__Extracted text__.
= Beginning of Section =
Frederick W. Alt, PhD
Charles A. Janeway Professor of Pediatrics , Harvard Medical School
Professor of Genetics, Boston Children's Hospital
Investigator, Howard Hughes Medical Institute
Genomic Instability in the Immune System, Nervous System and Cancer

The genetic material in our cells undergoes rearrangements during healthy, everyday processes. Yet sometimes a cell’s repair system malfunctions and it becomes unable to defend itself against errors in gene replication processes or chromosome breakage. With such genomic instability, vulnerability to cancer is increased. Dr. Alt’s lab is interested in understanding the interplay between these phenomena—in understanding both how healthy genomic rearrangements occur and what goes wrong when there is genomic instability. This research has significant implications for neuroscience in addition to genetics and immunology.

One famous example of genomic rearrangements in healthy cellular processes is the way diversity is generated in the immune system. Dr. Alt has made seminal discoveries in uncovering how immune cells are generated to recognize and respond to an infinite number of invaders. In a process called “VDJ recombination,” T cells and B cells randomly arrange different segments of variable (V), diversity (D) and joining (J) genes in order to produce a vast number of unique antigen receptors. Yet many fundamental questions about antigen receptor diversity remain unanswered, and Dr. Alt’s lab uses a mix of biochemical, molecular, genomic, computational and mouse modeling approaches to pursue these questions.

Recently the lab has designed high throughput methods to study double strand DNA breaks and chromosomal translocations and used these methods to learn about chromosomal rearrangements within the 3D genome of developing lymphocytes and cancer cells or their progenitors. The lab also has used their new approaches to identify a set of genes that recurrently break in neuronal stem and progenitor cells and, thereby, which may contribute to brain diversification and neuropsychiatric diseases, as well as cancer.
= End of Section =
__Input data__.
= Beginning of Section =
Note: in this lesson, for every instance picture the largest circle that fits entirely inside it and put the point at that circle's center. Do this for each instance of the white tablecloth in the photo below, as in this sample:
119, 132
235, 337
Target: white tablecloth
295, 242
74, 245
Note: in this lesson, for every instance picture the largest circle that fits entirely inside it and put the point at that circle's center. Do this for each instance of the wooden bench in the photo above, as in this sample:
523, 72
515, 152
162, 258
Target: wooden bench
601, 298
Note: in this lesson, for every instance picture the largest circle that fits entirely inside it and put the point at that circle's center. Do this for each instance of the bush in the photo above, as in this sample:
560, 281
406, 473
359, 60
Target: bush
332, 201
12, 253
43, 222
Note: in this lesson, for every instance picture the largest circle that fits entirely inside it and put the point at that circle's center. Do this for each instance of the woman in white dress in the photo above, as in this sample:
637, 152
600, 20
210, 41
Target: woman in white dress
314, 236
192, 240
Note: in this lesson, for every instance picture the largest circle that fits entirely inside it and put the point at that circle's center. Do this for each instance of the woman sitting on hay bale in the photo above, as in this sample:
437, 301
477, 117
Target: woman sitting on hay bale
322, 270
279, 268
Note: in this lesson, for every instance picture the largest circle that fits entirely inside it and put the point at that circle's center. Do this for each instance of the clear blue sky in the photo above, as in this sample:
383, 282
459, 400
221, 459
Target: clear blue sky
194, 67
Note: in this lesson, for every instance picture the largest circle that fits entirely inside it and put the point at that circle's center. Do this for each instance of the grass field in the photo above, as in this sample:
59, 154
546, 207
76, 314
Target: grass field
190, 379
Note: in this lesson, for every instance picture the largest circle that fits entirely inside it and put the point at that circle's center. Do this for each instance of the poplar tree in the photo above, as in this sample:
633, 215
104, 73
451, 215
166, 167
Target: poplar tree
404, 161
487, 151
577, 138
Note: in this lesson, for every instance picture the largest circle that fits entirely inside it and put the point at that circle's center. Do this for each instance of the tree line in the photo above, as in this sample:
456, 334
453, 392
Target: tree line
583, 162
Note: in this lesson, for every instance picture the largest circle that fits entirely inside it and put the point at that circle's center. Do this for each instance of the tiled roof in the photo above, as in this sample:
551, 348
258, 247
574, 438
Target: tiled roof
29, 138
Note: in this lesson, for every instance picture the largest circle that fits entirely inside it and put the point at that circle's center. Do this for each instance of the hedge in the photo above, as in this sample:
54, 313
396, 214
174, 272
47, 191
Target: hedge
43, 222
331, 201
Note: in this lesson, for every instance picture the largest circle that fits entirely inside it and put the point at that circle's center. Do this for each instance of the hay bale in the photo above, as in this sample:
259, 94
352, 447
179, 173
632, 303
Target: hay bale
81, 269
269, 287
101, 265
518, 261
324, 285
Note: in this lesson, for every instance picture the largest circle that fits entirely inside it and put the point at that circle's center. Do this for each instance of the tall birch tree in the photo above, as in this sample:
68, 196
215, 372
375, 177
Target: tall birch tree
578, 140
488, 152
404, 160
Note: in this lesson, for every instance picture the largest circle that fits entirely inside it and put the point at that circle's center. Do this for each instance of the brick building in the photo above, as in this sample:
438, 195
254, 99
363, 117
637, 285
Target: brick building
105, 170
= End of Section =
__Your tasks__.
A – Please copy the research profile's text from "Recently the lab" up to and including "well as cancer.".
B – Answer these questions from the research profile:
(i) What professorship does Dr. Alt hold at Harvard Medical School?
(ii) In VDJ recombination, what do the letters V, D and J stand for?
(iii) In what cells did the lab identify a set of genes that recurrently break?

__Results for each task__.
A –
Recently the lab has designed high throughput methods to study double strand DNA breaks and chromosomal translocations and used these methods to learn about chromosomal rearrangements within the 3D genome of developing lymphocytes and cancer cells or their progenitors. The lab also has used their new approaches to identify a set of genes that recurrently break in neuronal stem and progenitor cells and, thereby, which may contribute to brain diversification and neuropsychiatric diseases, as well as cancer.

B –
(i) Charles A. Janeway Professor of Pediatrics
(ii) Variable, diversity and joining
(iii) Neuronal stem and progenitor cells